_WHAT YOU HAVE TO DO_.
Repeat only the stretch of lines below that runs from the line with "[locate] seated spectator" through the line with "[locate] dark pants", unaltered.

Natural-language object grounding data
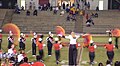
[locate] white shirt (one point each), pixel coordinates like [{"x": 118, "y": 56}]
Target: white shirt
[
  {"x": 20, "y": 57},
  {"x": 72, "y": 40}
]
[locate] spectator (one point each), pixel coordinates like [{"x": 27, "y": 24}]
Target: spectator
[
  {"x": 68, "y": 17},
  {"x": 100, "y": 64},
  {"x": 110, "y": 50},
  {"x": 38, "y": 63},
  {"x": 61, "y": 13},
  {"x": 72, "y": 48},
  {"x": 57, "y": 50},
  {"x": 88, "y": 5},
  {"x": 63, "y": 5},
  {"x": 92, "y": 52},
  {"x": 28, "y": 13},
  {"x": 34, "y": 39},
  {"x": 97, "y": 8},
  {"x": 108, "y": 63},
  {"x": 25, "y": 62},
  {"x": 96, "y": 14},
  {"x": 116, "y": 42},
  {"x": 89, "y": 21},
  {"x": 35, "y": 12},
  {"x": 117, "y": 63},
  {"x": 50, "y": 43},
  {"x": 0, "y": 40},
  {"x": 22, "y": 8}
]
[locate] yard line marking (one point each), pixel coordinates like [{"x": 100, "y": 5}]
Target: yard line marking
[{"x": 28, "y": 51}]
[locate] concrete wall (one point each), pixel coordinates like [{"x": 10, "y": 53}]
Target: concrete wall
[
  {"x": 95, "y": 3},
  {"x": 35, "y": 4},
  {"x": 53, "y": 2}
]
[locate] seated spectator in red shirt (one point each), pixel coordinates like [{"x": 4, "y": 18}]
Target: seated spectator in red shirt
[
  {"x": 57, "y": 50},
  {"x": 38, "y": 63},
  {"x": 25, "y": 62}
]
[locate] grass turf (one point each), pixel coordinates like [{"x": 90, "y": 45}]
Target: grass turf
[{"x": 100, "y": 52}]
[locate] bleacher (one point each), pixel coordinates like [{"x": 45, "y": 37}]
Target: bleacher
[
  {"x": 106, "y": 20},
  {"x": 2, "y": 15},
  {"x": 43, "y": 23},
  {"x": 46, "y": 21}
]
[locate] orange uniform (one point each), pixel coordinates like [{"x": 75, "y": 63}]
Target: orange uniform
[
  {"x": 56, "y": 46},
  {"x": 91, "y": 49},
  {"x": 109, "y": 47},
  {"x": 38, "y": 64},
  {"x": 0, "y": 36},
  {"x": 25, "y": 64}
]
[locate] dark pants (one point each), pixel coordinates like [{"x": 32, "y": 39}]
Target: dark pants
[
  {"x": 91, "y": 56},
  {"x": 41, "y": 54},
  {"x": 0, "y": 43},
  {"x": 72, "y": 55},
  {"x": 22, "y": 46},
  {"x": 33, "y": 49},
  {"x": 57, "y": 54},
  {"x": 110, "y": 55},
  {"x": 49, "y": 46}
]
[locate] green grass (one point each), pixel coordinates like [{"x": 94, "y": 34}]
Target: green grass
[{"x": 50, "y": 61}]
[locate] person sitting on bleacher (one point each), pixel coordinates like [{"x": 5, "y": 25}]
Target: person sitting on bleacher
[
  {"x": 28, "y": 13},
  {"x": 35, "y": 13},
  {"x": 89, "y": 21}
]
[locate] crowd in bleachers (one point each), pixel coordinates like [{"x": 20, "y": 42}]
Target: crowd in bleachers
[{"x": 13, "y": 58}]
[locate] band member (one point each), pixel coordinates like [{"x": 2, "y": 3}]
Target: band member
[
  {"x": 22, "y": 42},
  {"x": 57, "y": 47},
  {"x": 40, "y": 48},
  {"x": 10, "y": 39},
  {"x": 110, "y": 50},
  {"x": 38, "y": 63},
  {"x": 92, "y": 52},
  {"x": 34, "y": 40},
  {"x": 49, "y": 43},
  {"x": 116, "y": 42},
  {"x": 72, "y": 48}
]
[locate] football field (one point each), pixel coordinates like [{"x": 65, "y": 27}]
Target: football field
[{"x": 100, "y": 52}]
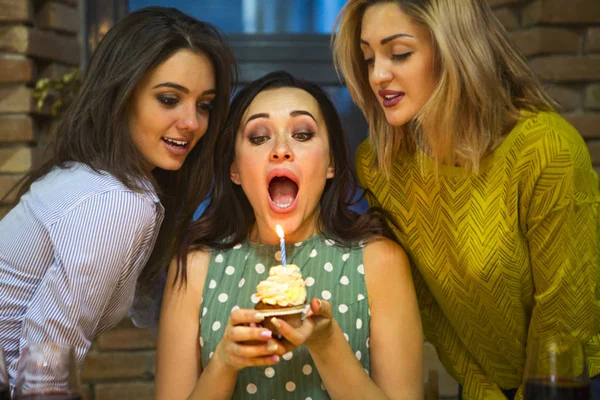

_ANSWER SPACE_.
[locate] seated spectator in red shirt (one point each), pixel coordinates like [{"x": 4, "y": 18}]
Target: seated spectator in red shirt
[
  {"x": 57, "y": 50},
  {"x": 38, "y": 63},
  {"x": 25, "y": 62}
]
[locate] grass turf (one point each), pixel coordinates like [{"x": 90, "y": 45}]
Target: grass turf
[{"x": 100, "y": 52}]
[locate] bleacher (one point each), pixel coordinates like [{"x": 45, "y": 37}]
Target: bleacher
[
  {"x": 106, "y": 20},
  {"x": 2, "y": 15},
  {"x": 43, "y": 23},
  {"x": 46, "y": 21}
]
[locate] orange uniform (one point each), pixel coordinates like [{"x": 75, "y": 63}]
Target: orange uniform
[
  {"x": 56, "y": 46},
  {"x": 91, "y": 49},
  {"x": 109, "y": 47},
  {"x": 38, "y": 64},
  {"x": 0, "y": 36},
  {"x": 25, "y": 64}
]
[locate] dark pants (one point each), pixel coordinates like [{"x": 32, "y": 39}]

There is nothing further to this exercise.